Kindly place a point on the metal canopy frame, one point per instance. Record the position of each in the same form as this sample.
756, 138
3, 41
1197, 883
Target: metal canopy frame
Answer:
===
WHAT THIS TASK INVOLVES. Say how many lines in the entries contain the string "canopy", and leave out everything else.

EXERCISE RESULT. 2